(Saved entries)
--*--

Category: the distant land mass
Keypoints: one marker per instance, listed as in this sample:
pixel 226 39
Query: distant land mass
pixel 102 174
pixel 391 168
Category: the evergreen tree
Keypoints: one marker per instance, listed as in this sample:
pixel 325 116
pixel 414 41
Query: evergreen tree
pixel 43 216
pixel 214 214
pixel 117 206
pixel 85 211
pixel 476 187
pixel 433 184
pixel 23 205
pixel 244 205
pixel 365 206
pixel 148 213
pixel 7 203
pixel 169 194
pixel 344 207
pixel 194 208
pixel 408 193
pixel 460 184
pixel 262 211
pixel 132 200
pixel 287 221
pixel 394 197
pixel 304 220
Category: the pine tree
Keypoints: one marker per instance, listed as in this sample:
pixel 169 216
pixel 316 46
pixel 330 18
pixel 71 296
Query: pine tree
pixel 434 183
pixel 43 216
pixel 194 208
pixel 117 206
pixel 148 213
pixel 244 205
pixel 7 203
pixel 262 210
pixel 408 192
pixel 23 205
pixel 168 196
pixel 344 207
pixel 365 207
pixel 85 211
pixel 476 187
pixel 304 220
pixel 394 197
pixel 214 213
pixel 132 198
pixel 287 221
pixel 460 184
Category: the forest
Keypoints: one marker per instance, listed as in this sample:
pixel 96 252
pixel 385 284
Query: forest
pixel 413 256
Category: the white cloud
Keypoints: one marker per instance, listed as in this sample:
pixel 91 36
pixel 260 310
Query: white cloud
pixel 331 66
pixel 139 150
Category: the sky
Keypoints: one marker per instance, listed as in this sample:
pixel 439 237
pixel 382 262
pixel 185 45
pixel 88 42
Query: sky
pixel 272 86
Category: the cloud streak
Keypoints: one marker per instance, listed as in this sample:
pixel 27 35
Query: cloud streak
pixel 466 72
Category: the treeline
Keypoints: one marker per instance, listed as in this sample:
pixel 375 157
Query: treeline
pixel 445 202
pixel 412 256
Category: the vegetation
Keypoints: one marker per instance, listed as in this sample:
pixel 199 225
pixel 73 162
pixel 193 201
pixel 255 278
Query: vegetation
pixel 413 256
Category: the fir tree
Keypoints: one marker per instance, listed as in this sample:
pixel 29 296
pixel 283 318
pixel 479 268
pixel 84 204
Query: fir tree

--*--

About this task: Each line of the records must be reproduced exactly.

Output for this exercise:
Category: the distant land mass
Keypoints: one marker per instance, listed as in this sample:
pixel 226 39
Query: distant land mass
pixel 102 174
pixel 391 168
Category: the evergreen tree
Keypoints: one marker per instance, listed as in this sample:
pixel 325 116
pixel 414 41
Query: evergreen tree
pixel 43 216
pixel 214 214
pixel 117 206
pixel 85 211
pixel 476 187
pixel 433 184
pixel 23 205
pixel 244 205
pixel 365 206
pixel 148 213
pixel 7 203
pixel 169 194
pixel 344 207
pixel 194 208
pixel 408 193
pixel 460 184
pixel 262 211
pixel 132 200
pixel 287 221
pixel 394 197
pixel 304 220
Category: the pine tree
Keypoints: one marker per instance, listed as in this sample:
pixel 169 216
pixel 316 46
pixel 330 18
pixel 71 296
Query: pine tree
pixel 434 183
pixel 43 216
pixel 194 208
pixel 117 206
pixel 148 213
pixel 244 205
pixel 7 203
pixel 262 210
pixel 408 192
pixel 23 205
pixel 168 196
pixel 344 207
pixel 365 207
pixel 85 211
pixel 476 187
pixel 304 220
pixel 394 197
pixel 214 213
pixel 132 198
pixel 287 221
pixel 460 184
Category: the forest
Keypoints: one marker per instance, listed as in this sample:
pixel 96 252
pixel 385 284
Query: forest
pixel 413 256
Category: the white cloud
Keypoints: one marker per instance, listed as in this sample:
pixel 91 36
pixel 260 310
Query: white cloud
pixel 331 66
pixel 139 150
Category: the sky
Keypoints: one marker per instance, listed as in this sample:
pixel 439 237
pixel 382 262
pixel 185 45
pixel 88 42
Query: sky
pixel 272 86
Category: the cloud streak
Keypoints: one marker per instance, listed as in this sample:
pixel 27 35
Query: cloud streak
pixel 466 72
Category: the treeline
Keypoints: one marker per instance, listed as in this sample:
pixel 375 157
Query: treeline
pixel 445 202
pixel 412 256
Category: the vegetation
Keypoints: one marker per instance, listed as in this sample:
pixel 199 225
pixel 73 162
pixel 193 201
pixel 255 278
Query: vegetation
pixel 413 256
Category: the fir tree
Keypoints: one marker per instance, listed as in this sample:
pixel 29 296
pixel 283 318
pixel 479 268
pixel 84 204
Query: fir tree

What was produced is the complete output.